┌─ Given records
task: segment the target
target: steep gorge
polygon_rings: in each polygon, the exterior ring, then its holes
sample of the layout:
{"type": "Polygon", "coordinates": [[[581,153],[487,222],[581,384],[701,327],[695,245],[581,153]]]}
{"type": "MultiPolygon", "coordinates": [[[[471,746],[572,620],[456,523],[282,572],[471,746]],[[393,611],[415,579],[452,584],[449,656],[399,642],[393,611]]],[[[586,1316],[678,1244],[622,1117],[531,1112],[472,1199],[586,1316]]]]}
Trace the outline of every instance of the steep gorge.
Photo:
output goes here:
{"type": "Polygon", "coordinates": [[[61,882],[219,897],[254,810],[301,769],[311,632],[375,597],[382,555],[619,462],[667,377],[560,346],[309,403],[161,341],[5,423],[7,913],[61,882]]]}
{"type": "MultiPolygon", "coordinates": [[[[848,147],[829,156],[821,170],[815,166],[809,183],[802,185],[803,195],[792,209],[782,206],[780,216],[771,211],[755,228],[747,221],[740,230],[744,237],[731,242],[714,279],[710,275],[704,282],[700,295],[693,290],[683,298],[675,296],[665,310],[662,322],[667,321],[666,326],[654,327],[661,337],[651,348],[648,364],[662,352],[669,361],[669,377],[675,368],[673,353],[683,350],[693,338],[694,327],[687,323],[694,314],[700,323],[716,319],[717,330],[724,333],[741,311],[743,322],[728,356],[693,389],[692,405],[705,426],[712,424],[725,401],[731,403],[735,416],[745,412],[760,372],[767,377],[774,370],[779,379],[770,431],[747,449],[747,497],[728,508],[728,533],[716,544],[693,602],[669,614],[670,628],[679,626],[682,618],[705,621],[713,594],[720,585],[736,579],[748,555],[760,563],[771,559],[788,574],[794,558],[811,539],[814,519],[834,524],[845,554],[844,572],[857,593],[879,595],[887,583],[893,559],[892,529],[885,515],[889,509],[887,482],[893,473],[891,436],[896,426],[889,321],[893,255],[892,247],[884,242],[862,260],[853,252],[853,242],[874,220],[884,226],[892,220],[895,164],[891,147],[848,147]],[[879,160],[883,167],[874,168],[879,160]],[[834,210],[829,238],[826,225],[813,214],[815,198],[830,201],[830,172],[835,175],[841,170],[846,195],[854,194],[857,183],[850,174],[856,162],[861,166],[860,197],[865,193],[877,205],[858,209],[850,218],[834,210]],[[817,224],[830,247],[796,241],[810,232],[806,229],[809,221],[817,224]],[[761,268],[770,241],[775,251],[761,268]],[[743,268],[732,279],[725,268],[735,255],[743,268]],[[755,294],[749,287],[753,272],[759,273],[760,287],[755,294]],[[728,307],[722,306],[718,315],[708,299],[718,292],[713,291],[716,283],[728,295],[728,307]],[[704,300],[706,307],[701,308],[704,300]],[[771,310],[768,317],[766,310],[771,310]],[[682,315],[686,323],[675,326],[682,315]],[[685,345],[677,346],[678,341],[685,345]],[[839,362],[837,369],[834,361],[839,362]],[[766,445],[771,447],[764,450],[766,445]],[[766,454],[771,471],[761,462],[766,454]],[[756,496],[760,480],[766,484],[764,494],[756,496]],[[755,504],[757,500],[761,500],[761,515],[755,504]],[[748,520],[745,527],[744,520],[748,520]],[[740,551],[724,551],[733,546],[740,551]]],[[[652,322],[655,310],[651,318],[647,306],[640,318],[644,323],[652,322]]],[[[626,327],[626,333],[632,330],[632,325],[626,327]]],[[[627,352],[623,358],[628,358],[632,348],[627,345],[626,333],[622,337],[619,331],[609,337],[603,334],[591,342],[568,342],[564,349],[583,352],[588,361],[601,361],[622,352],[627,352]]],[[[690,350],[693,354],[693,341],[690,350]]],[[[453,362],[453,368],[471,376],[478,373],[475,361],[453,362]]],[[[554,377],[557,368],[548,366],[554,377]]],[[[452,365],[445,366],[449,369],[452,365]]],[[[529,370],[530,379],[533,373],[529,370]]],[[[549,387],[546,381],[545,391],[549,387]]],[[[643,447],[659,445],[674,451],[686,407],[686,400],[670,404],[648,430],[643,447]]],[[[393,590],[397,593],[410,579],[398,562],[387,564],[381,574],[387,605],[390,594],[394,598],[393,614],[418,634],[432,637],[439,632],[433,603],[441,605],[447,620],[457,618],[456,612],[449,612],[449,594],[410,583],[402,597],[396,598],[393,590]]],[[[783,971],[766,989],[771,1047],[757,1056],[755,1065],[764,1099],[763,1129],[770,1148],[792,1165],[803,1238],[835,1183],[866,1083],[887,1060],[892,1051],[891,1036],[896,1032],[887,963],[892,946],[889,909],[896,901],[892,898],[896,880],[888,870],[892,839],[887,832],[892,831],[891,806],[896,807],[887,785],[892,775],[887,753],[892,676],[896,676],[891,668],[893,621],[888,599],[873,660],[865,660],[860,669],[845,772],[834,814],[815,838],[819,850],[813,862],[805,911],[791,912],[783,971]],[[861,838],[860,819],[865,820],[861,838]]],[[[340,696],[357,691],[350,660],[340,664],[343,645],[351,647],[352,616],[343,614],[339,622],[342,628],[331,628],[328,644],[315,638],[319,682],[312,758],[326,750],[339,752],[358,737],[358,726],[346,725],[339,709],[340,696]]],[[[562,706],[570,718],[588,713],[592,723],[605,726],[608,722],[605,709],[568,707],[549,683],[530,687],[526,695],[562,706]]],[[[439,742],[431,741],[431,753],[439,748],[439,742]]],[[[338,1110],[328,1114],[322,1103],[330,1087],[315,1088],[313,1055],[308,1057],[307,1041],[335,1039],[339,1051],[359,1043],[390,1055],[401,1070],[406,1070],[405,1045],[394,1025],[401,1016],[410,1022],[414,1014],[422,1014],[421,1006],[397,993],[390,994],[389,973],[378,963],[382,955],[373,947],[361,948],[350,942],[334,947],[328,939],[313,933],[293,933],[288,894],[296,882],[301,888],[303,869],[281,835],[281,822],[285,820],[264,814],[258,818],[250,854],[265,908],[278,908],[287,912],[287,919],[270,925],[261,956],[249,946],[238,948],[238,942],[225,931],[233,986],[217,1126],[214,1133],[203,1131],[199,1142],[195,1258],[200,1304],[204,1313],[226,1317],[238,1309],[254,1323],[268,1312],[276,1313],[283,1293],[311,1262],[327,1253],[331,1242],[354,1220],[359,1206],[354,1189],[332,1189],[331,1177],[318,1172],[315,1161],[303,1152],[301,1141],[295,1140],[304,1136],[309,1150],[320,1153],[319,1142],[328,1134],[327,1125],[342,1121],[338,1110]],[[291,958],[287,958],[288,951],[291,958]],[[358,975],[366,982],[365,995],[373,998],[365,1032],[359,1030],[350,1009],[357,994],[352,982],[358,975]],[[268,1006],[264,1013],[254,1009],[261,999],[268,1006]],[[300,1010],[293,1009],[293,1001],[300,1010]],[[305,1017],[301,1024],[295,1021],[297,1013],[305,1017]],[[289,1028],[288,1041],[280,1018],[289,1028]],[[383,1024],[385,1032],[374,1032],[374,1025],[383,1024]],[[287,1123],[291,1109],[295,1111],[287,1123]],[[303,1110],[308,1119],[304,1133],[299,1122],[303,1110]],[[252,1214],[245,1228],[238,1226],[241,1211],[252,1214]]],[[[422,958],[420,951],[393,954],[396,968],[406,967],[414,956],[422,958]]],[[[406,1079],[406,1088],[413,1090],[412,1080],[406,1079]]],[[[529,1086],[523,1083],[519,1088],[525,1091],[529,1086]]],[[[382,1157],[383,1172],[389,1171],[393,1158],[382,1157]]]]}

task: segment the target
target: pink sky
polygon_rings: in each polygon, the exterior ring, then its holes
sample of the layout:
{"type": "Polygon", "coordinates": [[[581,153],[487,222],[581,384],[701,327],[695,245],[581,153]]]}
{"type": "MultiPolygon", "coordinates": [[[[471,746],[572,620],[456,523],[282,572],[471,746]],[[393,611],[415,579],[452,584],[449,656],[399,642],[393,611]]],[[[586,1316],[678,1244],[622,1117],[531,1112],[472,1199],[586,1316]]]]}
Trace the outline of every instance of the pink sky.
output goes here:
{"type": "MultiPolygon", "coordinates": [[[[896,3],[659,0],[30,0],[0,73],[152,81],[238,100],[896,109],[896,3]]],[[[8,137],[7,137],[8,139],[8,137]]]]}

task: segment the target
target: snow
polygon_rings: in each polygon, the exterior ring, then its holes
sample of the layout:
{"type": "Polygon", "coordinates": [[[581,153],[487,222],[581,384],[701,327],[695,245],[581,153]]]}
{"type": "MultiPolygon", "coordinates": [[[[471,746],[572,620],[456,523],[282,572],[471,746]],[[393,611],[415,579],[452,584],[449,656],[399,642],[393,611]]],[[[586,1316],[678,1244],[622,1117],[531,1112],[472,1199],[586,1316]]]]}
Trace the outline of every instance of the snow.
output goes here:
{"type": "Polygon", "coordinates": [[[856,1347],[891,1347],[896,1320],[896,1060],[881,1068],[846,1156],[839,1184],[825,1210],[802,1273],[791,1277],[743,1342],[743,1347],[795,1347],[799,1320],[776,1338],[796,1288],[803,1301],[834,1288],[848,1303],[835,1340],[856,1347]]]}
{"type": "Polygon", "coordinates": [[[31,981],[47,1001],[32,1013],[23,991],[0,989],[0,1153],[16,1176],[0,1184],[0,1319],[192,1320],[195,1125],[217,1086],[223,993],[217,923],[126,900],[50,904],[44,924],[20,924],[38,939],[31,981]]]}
└─
● Set task: Show each line of the material that contains the string "gorge". Only matches in the same case count.

● Exercise solution:
target: steep gorge
Trace the outline of every instance of the steep gorge.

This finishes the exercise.